**Dataset excerpts**
---
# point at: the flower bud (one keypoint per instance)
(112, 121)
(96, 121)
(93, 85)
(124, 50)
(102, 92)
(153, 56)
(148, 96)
---
**ASSIGNMENT**
A faithful copy of every record is required; output it in full.

**RESPONSE TO THIS TASK**
# point at: the flower bud (one keypoint per instance)
(112, 121)
(96, 121)
(93, 85)
(124, 50)
(102, 92)
(153, 56)
(148, 96)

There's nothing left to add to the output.